* Written task: Extract every line of the data below that contains the string "target", and copy each one out in full.

[Stored data entries]
★ ★ ★ ★

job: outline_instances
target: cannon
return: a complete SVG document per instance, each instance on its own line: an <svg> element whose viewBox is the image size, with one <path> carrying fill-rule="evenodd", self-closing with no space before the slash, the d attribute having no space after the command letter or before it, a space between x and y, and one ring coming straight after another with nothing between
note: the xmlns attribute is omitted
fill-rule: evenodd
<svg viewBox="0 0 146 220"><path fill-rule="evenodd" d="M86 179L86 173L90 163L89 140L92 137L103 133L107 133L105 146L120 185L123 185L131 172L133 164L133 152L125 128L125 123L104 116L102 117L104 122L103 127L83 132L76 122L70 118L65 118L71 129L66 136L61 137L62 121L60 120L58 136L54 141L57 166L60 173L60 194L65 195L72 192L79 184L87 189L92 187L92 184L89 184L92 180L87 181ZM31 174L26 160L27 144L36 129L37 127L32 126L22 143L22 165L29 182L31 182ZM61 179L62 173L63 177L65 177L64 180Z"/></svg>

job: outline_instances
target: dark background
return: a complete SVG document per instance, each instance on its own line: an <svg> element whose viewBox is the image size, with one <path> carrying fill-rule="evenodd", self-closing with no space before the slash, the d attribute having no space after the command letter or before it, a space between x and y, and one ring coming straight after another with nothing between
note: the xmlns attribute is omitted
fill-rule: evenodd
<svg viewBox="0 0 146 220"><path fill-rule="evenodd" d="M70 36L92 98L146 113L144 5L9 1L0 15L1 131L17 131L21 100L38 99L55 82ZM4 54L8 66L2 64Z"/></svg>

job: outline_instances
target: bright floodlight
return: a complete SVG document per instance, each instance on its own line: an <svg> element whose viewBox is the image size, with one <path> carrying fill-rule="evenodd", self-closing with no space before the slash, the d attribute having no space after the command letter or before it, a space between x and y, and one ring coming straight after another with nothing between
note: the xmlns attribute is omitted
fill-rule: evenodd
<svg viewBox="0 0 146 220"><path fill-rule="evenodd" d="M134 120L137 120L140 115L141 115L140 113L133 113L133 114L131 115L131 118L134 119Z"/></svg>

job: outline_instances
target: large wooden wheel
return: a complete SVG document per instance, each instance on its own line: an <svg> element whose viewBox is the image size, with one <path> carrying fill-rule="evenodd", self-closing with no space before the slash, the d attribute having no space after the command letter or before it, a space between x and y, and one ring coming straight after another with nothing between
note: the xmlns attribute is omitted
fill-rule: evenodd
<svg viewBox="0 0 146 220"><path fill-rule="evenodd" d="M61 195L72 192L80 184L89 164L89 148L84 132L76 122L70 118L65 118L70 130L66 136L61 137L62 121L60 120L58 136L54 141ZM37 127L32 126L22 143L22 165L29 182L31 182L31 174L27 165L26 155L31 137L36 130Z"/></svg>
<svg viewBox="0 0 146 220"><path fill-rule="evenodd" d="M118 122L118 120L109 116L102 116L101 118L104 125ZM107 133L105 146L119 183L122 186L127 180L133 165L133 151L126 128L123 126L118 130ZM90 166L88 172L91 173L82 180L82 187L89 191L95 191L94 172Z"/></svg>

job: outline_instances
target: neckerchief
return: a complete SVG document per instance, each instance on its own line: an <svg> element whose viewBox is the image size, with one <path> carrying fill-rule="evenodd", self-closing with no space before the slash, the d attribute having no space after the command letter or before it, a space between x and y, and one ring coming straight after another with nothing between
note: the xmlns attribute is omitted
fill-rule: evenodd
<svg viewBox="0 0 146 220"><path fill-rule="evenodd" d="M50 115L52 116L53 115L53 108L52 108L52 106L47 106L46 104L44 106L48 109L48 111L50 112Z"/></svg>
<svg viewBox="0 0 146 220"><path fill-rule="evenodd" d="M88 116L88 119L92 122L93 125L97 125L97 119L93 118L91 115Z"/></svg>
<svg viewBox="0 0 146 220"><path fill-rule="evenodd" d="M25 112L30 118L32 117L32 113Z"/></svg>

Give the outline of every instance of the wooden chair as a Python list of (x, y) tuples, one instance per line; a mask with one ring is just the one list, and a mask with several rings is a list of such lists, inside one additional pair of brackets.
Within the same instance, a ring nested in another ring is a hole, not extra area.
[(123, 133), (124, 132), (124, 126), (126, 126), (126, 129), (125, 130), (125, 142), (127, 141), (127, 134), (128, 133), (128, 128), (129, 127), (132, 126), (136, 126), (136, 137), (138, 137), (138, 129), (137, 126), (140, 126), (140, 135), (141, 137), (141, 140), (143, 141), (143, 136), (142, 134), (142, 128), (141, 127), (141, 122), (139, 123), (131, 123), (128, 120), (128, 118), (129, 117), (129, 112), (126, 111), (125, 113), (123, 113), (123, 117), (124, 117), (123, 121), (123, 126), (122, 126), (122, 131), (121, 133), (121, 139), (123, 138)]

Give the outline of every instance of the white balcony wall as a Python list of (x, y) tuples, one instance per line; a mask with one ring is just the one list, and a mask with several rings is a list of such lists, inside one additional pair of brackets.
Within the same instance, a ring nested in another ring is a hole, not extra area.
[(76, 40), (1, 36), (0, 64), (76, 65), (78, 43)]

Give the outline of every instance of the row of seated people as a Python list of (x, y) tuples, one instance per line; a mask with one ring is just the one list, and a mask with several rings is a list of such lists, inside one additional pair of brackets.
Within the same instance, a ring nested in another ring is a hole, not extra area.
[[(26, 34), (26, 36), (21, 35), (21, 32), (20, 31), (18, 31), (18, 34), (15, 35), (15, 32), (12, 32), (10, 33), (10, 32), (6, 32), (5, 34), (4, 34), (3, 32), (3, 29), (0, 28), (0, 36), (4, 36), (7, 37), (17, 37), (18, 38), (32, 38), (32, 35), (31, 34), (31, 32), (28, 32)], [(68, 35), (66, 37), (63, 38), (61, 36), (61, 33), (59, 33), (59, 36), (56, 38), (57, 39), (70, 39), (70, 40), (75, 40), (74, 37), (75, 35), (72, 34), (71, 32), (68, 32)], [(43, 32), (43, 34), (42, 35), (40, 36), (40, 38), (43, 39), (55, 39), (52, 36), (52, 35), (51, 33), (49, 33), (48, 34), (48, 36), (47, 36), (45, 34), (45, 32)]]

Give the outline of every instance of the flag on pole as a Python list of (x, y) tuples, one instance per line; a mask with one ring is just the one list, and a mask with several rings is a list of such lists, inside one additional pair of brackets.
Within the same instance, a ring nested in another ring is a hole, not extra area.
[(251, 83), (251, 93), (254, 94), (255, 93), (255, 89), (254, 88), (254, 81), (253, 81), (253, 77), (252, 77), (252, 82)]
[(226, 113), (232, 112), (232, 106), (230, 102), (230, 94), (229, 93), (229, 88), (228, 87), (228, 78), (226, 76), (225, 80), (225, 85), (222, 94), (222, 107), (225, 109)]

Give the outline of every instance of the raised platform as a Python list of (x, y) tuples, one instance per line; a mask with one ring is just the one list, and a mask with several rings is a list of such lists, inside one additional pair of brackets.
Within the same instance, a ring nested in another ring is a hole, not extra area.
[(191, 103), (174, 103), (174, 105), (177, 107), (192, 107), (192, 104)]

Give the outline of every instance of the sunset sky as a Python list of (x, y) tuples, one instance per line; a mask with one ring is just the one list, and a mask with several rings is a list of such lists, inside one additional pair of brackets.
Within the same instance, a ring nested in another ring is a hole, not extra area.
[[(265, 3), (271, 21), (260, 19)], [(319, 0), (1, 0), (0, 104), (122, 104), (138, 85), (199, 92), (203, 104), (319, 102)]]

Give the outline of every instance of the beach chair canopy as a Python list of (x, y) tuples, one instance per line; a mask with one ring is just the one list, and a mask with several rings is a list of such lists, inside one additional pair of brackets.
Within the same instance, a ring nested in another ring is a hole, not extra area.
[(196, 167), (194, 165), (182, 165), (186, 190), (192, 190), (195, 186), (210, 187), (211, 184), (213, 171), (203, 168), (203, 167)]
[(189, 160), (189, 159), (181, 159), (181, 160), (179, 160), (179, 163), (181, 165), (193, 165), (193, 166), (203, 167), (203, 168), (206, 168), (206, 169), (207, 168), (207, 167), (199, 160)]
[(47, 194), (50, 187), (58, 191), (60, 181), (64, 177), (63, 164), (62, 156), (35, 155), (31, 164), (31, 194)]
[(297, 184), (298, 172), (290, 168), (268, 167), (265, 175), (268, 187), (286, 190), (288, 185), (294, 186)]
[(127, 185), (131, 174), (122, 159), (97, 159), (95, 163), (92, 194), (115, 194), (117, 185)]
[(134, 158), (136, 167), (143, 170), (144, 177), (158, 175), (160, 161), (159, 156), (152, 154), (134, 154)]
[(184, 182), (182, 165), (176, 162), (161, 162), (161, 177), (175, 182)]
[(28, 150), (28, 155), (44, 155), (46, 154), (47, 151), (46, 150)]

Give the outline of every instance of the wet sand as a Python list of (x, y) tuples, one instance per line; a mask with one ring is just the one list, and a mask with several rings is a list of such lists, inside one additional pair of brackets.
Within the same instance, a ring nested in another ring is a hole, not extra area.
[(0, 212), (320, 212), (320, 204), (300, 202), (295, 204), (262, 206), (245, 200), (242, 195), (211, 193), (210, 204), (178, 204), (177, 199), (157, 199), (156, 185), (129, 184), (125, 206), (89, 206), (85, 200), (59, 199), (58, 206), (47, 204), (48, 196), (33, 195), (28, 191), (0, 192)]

★ ★ ★ ★

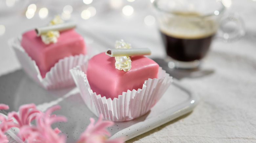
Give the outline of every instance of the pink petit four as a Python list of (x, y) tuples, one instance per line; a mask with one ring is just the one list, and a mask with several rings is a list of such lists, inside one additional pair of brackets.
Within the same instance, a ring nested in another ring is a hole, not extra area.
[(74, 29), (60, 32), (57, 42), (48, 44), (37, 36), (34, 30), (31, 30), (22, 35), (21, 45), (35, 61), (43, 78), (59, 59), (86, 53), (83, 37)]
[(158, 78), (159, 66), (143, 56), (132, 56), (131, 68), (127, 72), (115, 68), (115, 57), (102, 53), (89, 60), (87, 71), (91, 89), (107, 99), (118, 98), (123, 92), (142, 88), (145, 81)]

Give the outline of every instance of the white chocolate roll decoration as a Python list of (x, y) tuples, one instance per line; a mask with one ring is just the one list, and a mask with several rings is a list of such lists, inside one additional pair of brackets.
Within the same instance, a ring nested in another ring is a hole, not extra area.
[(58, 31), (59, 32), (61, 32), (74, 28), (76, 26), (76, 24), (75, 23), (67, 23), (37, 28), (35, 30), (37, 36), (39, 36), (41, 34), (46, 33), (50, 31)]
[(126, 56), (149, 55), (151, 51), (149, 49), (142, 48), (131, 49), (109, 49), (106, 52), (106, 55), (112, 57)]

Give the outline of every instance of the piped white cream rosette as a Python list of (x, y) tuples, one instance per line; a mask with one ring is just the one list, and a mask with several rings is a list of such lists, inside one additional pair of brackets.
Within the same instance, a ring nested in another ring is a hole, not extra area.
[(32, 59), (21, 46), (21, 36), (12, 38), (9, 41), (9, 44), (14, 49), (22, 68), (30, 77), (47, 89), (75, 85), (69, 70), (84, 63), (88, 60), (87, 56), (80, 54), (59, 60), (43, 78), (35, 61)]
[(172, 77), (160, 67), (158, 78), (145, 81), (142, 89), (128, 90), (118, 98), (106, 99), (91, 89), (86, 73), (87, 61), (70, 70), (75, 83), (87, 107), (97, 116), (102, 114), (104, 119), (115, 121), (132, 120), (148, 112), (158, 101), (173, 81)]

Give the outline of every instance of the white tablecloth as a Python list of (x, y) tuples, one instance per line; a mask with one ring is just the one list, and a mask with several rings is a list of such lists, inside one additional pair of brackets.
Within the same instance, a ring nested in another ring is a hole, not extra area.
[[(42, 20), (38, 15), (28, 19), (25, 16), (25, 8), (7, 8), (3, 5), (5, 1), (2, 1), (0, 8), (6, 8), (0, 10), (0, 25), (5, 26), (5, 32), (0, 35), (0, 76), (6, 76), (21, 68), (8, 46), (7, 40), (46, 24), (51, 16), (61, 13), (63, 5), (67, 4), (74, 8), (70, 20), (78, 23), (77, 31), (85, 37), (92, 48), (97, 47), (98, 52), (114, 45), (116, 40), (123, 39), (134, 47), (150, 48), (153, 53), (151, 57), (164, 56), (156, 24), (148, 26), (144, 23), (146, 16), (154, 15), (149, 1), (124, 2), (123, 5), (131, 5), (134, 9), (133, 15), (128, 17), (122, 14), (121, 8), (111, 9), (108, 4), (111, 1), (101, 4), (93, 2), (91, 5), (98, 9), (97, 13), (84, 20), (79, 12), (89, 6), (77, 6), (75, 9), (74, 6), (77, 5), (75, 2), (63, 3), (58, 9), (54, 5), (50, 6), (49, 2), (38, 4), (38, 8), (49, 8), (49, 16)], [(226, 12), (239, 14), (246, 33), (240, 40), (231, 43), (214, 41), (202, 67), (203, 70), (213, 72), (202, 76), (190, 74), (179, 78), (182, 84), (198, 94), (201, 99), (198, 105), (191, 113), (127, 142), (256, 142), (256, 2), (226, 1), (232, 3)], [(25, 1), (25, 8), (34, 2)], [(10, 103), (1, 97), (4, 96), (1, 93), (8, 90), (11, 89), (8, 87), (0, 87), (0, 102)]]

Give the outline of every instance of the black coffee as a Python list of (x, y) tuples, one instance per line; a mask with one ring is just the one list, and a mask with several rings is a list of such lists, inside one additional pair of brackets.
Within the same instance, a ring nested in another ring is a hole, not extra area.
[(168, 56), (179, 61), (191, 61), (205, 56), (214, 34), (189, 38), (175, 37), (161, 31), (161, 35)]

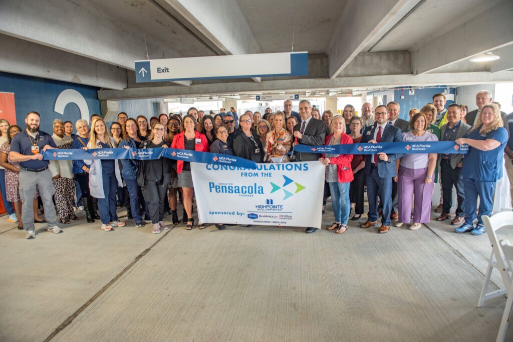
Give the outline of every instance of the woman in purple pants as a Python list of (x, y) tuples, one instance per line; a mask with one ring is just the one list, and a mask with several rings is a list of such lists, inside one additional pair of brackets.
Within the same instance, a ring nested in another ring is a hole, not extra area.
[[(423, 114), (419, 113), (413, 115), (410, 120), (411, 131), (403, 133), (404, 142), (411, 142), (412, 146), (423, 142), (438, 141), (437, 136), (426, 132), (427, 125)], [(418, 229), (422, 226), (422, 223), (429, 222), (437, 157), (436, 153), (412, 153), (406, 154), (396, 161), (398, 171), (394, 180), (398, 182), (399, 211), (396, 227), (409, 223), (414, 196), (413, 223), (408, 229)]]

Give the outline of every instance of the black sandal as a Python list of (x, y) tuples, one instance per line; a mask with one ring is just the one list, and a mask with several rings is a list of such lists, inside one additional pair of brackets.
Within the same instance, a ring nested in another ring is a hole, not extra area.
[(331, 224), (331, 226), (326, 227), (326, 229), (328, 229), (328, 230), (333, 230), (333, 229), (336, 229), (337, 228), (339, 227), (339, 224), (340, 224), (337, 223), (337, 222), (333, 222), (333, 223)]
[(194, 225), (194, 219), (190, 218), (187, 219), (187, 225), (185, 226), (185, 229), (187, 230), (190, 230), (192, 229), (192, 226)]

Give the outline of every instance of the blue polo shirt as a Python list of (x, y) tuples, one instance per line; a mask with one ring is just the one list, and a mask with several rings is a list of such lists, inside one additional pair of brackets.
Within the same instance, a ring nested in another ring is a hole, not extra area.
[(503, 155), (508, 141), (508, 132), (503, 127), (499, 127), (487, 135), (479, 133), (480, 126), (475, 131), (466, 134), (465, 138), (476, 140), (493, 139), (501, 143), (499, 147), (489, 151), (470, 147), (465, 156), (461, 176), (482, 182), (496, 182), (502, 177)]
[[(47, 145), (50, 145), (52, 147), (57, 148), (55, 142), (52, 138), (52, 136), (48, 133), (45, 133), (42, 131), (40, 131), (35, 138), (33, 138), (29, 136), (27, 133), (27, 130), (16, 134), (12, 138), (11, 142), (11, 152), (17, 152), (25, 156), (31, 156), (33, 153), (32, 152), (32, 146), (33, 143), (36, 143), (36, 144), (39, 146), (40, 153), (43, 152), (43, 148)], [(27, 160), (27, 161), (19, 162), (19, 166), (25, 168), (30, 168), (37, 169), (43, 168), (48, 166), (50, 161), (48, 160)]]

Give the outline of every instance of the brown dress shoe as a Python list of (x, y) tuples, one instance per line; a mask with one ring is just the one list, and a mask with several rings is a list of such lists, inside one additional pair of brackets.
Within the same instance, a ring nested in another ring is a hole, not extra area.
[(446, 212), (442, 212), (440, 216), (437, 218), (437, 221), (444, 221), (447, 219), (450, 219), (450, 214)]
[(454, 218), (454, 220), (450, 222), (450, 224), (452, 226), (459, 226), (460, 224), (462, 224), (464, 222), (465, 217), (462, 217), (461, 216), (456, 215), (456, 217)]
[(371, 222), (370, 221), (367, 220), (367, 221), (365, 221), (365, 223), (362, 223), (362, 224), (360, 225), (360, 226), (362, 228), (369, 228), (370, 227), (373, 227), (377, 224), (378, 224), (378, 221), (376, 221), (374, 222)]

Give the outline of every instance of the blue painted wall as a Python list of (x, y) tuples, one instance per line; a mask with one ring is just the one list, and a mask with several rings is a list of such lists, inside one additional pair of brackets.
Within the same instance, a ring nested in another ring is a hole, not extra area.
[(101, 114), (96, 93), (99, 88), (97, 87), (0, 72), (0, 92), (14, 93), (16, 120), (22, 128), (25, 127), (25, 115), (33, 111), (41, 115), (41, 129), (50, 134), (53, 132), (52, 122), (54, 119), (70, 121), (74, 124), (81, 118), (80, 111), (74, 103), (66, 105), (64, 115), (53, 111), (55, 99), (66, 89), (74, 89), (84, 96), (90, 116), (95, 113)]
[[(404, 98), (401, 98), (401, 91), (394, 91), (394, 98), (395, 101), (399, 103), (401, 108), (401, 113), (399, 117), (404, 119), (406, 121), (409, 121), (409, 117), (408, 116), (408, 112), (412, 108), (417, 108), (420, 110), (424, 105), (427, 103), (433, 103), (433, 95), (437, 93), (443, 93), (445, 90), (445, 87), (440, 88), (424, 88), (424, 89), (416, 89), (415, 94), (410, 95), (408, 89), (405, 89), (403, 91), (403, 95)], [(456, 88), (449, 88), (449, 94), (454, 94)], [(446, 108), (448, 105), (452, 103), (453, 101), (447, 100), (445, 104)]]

★ ★ ★ ★

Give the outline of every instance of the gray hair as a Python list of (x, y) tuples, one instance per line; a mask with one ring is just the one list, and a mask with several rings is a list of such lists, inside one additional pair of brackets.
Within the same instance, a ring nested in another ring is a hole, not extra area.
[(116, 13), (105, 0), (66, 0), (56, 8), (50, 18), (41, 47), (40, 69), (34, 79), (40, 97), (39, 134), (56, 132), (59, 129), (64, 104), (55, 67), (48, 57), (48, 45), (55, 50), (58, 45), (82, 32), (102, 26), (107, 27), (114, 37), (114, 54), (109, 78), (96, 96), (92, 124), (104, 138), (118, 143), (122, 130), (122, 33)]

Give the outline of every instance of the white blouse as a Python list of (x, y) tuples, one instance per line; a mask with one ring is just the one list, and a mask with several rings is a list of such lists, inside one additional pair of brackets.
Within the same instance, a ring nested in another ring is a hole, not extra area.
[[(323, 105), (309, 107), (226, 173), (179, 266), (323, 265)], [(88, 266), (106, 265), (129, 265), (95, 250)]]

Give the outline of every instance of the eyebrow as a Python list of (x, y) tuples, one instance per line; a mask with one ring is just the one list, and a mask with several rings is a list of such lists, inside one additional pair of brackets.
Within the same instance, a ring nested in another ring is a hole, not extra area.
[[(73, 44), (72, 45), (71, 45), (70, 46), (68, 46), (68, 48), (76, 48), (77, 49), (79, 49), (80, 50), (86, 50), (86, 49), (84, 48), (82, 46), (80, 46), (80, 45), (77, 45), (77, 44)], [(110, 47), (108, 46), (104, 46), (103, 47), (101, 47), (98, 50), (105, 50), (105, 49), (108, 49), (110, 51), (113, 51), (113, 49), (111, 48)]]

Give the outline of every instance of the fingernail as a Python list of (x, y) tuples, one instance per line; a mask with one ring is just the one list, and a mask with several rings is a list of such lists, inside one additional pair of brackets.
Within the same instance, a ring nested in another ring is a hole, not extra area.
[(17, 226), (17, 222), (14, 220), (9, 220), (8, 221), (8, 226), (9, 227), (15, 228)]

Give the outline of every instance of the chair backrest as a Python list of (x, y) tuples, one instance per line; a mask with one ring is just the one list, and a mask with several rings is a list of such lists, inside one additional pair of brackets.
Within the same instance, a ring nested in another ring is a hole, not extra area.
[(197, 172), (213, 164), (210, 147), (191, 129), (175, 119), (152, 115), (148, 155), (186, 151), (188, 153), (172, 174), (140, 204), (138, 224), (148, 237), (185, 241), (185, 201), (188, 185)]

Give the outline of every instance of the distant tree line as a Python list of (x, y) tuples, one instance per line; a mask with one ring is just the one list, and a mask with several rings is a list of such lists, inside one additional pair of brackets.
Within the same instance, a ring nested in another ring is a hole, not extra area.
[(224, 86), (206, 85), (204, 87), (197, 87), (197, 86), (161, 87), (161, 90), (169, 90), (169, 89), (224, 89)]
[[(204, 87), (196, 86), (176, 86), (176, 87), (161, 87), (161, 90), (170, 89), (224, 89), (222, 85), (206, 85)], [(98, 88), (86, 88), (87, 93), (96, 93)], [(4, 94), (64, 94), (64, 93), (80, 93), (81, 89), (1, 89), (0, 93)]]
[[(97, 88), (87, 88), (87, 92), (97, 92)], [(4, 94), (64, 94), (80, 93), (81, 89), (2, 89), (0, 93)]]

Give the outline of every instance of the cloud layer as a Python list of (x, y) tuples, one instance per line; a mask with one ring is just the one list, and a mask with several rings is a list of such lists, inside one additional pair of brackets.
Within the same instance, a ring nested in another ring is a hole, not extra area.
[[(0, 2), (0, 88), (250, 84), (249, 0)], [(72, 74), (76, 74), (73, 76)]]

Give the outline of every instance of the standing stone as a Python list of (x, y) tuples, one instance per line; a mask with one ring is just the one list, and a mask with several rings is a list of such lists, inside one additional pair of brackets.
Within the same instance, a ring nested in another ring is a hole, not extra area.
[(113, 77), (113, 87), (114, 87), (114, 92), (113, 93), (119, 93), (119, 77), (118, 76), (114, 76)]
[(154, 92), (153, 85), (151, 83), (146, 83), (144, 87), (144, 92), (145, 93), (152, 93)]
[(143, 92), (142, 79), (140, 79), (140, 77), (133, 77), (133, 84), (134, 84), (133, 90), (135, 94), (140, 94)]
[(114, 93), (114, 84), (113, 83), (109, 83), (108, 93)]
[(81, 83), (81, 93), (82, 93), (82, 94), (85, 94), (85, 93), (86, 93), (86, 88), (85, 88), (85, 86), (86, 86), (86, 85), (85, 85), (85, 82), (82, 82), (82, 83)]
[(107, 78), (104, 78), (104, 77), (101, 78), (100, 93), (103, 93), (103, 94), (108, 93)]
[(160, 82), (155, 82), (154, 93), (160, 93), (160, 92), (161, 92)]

★ ★ ★ ★

* Exercise output:
target: cannon
target: dark background
target: bright floodlight
target: large wooden wheel
target: neckerchief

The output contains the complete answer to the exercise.